### Directions
Leaving every picture out, repeat all of the entries below exactly.

Records contained in a dataset
····················
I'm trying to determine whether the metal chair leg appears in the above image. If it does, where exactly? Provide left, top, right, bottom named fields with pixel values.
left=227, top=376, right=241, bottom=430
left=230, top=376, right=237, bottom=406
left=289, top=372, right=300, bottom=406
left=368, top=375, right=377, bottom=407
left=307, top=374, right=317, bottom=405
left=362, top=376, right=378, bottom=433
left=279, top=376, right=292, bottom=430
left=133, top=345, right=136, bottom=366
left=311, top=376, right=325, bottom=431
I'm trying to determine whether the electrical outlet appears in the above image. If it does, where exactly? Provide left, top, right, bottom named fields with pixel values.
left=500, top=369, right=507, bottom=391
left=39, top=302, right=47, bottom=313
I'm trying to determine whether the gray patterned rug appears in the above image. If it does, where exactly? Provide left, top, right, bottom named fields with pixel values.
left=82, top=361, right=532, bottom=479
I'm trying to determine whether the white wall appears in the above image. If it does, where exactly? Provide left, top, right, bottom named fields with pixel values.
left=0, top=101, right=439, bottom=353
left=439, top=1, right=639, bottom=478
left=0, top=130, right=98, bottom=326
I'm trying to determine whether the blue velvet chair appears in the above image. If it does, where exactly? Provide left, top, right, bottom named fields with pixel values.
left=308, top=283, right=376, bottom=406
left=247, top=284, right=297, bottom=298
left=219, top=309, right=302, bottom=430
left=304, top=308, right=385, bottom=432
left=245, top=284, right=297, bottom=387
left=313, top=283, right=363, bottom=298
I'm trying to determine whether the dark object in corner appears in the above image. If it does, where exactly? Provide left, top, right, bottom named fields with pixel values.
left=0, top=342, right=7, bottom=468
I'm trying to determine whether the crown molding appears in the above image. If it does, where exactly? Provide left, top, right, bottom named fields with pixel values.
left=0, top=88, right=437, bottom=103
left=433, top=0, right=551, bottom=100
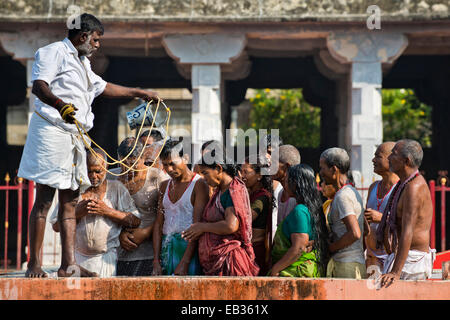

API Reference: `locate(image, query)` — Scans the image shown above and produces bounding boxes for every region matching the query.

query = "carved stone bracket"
[162,33,249,80]
[325,32,408,193]
[327,32,408,84]
[0,30,61,63]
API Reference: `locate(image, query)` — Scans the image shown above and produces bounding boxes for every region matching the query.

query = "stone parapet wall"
[0,0,448,22]
[0,277,449,300]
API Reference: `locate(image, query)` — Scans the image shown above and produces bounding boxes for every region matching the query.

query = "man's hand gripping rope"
[59,103,78,124]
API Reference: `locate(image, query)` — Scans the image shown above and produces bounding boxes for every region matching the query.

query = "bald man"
[72,148,141,277]
[364,142,399,273]
[378,140,435,287]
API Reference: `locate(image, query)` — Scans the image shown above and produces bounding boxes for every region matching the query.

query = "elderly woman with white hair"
[319,147,367,279]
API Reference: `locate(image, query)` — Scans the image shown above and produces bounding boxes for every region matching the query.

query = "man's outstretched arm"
[101,83,159,101]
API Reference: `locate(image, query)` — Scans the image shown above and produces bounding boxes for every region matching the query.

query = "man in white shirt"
[18,13,159,278]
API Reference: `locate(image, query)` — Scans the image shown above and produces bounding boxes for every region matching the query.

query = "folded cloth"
[18,112,91,193]
[383,248,436,280]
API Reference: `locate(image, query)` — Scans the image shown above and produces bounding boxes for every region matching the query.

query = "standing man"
[364,142,399,272]
[319,148,366,279]
[378,140,435,287]
[152,139,210,275]
[18,13,159,277]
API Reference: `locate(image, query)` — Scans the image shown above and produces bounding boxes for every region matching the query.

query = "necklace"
[385,171,419,221]
[375,181,396,211]
[330,182,352,208]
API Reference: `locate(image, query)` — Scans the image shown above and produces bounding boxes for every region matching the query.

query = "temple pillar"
[0,31,60,124]
[327,32,408,192]
[162,34,247,164]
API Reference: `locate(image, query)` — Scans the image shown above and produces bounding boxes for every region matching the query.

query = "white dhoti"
[75,248,117,278]
[383,248,436,280]
[18,112,91,192]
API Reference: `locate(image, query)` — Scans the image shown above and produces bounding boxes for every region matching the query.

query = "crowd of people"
[16,13,435,288]
[47,129,434,287]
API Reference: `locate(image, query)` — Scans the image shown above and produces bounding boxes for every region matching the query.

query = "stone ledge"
[0,14,449,23]
[0,0,449,22]
[0,277,448,300]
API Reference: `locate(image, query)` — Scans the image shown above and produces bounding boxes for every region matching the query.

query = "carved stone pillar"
[327,32,408,191]
[163,34,247,164]
[0,31,61,124]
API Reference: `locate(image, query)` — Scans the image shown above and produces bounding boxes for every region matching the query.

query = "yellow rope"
[71,97,171,177]
[76,98,158,165]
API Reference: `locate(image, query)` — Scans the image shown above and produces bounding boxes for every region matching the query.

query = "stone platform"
[0,276,449,300]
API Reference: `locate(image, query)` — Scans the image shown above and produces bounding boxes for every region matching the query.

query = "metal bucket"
[126,101,168,130]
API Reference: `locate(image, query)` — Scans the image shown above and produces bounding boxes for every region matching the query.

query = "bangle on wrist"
[53,98,62,108]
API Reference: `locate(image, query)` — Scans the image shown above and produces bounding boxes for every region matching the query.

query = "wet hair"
[201,140,221,153]
[199,148,239,178]
[320,147,350,174]
[264,134,283,149]
[117,137,144,159]
[245,154,275,210]
[287,164,329,273]
[279,145,301,166]
[139,129,164,143]
[68,13,104,39]
[397,139,423,168]
[87,147,107,166]
[160,137,184,160]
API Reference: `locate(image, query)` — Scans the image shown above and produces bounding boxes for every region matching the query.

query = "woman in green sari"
[269,164,329,277]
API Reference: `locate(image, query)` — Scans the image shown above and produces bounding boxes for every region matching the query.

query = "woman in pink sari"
[182,150,259,276]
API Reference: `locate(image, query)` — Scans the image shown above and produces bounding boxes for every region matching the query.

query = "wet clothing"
····················
### Reply to the exercise
I'm trying to determine whether the metal chair leg appears in the above image. If it does, where exactly? Provide left, top, right, bottom named fields with pixel values.
left=227, top=376, right=241, bottom=430
left=230, top=376, right=237, bottom=406
left=289, top=372, right=300, bottom=406
left=368, top=375, right=377, bottom=407
left=307, top=374, right=317, bottom=405
left=362, top=376, right=378, bottom=433
left=279, top=376, right=292, bottom=430
left=133, top=345, right=136, bottom=366
left=311, top=376, right=325, bottom=431
I'm trying to determine whether the electrical outlet appears in the above image. If it does, where exactly? Provide left, top, right, bottom named fields with pixel values.
left=500, top=369, right=507, bottom=391
left=39, top=302, right=47, bottom=313
I'm trying to determine whether the gray patterned rug appears in the above image. If it does, where exactly? Provide left, top, right, bottom named fields with pixel values.
left=82, top=361, right=532, bottom=479
I'm trying to determine whether the white wall appears in the above image. If it does, where exactly? Provide left, top, right, bottom named fields with pixel values.
left=0, top=101, right=439, bottom=353
left=439, top=1, right=639, bottom=478
left=0, top=130, right=98, bottom=326
I'm trying to determine whether the blue velvet chair appears in the above image. If it does, where exactly? Provide left, top, right, bottom named fields with pixel values.
left=308, top=283, right=376, bottom=406
left=247, top=284, right=297, bottom=298
left=219, top=309, right=302, bottom=430
left=304, top=308, right=385, bottom=432
left=245, top=284, right=297, bottom=387
left=313, top=283, right=363, bottom=298
I'm trying to determine whether the dark object in corner appears in the above image. If it does, where exactly? Provide left, top, right, bottom named fields with pixel values.
left=0, top=342, right=7, bottom=468
I'm trying to determine whether the crown molding appears in the above image. If it does, where exactly? Provide left, top, right, bottom named fields with pixel values.
left=0, top=88, right=437, bottom=103
left=433, top=0, right=551, bottom=100

API Reference: `locate(image, query)` — Scans the image shown above and produces bounding boxes for every region matching the query.

query = "carved stone bracket"
[162,33,249,80]
[325,32,408,193]
[327,32,408,84]
[0,30,61,63]
API Reference: `locate(image, query)` — Scans the image shown above and produces bounding boxes for every region matching the query.

query = "stone parapet wall"
[0,0,448,22]
[0,277,449,300]
API Reference: `locate(image, query)` — Scans the image shown above and produces bounding boxes for every region matching the query.

query = "man's hand gripping rope"
[59,103,78,124]
API Reference: `locate(image, query)` — Scans the image shown above and produces bounding boxes for every region matching the query.

query = "bald man"
[72,148,141,277]
[364,142,399,273]
[378,140,435,287]
API Reference: `locate(image, query)` — Scans the image shown above and produces bounding boxes for every region matching the query.

query = "elderly woman with white hair"
[319,147,367,279]
API Reference: `locate(image, query)` — Scans the image shown above and produces bounding boxes for every region matching the query.

query = "man's outstretched arm"
[101,83,159,101]
API Reference: `locate(image, query)` — Scans the image shown above and produces bounding boxes for every region matching the query.

query = "man in white shirt"
[18,13,159,278]
API Reference: `locate(image, query)` — Scans the image shown above and produces bounding boxes for every region matching the query.

query = "folded cloth"
[18,112,91,193]
[383,248,436,280]
API Reference: `locate(image, query)` — Scans the image shown above and produces bounding boxes for every region matching the query.

query = "standing man"
[364,142,399,272]
[319,148,366,279]
[378,140,435,287]
[152,139,210,275]
[18,13,159,277]
API Reference: `locate(image, query)` — Scans the image shown above and produces bounding boxes for every region matching the query.

query = "necklace"
[385,171,419,221]
[375,181,396,211]
[330,182,352,208]
API Reference: `locate(image, query)` — Scans the image shown above and produces bounding boxes for every region matching the query.

query = "temple pillar"
[0,31,60,124]
[327,32,408,192]
[162,34,247,164]
API Reference: `locate(image, query)` — Scans the image shown above and produces bounding boxes for every region matching the query.

query = "white dhoti"
[75,248,117,278]
[383,248,436,280]
[18,112,91,192]
API Reference: `locate(image, query)` — Scans the image shown above and produces bounding boxes for every region matching the query.

query = "crowd of people"
[16,13,435,288]
[47,129,434,287]
API Reference: `locate(image, query)` — Scans the image shown above and produces bounding boxes for every region matching the query.

query = "stone ledge"
[0,14,449,23]
[0,0,449,22]
[0,277,448,300]
API Reference: `locate(image, query)` — Scans the image shown above and produces bounding boxes for every region matching the query.

query = "carved stone pillar"
[327,32,408,191]
[163,34,247,164]
[0,31,61,124]
API Reference: `locate(image, query)` — Scans the image shown above and produces bounding boxes for every region matching the query.

query = "yellow rope"
[71,97,171,177]
[76,98,158,165]
API Reference: `locate(image, query)` — Scans the image shown above and produces bounding boxes for every region matching the query.

query = "stone platform"
[0,276,449,300]
API Reference: `locate(image, query)` — Scans the image shown above and produces bounding boxes for every region matching the query.

query = "metal bucket"
[126,101,168,130]
API Reference: `locate(image, query)` — Scans the image shown above and produces bounding boxes for every region matching the query.

query = "bangle on wrist"
[53,98,62,108]
API Reference: `locate(image, query)` — Scans the image shown above and produces bounding boxes for every region matching the query.

query = "wet hair"
[201,140,221,153]
[199,148,239,178]
[320,147,350,174]
[264,134,283,149]
[117,137,144,159]
[245,154,275,210]
[287,164,329,273]
[279,145,301,166]
[139,129,164,143]
[68,13,104,39]
[397,139,423,168]
[87,147,107,166]
[160,137,184,160]
API Reference: `locate(image, query)` — Scans the image shown above and produces bounding boxes for every region matching the query.

query = "woman in green sari"
[269,164,329,277]
API Reference: `locate(image, query)` — Scans the image shown above and produces bounding boxes for every region matching the query.

query = "woman in pink sari"
[182,150,259,276]
API Reference: `locate(image, query)` — Scans the image shown above and produces bounding boxes for every region matching the query.

query = "wet clothing"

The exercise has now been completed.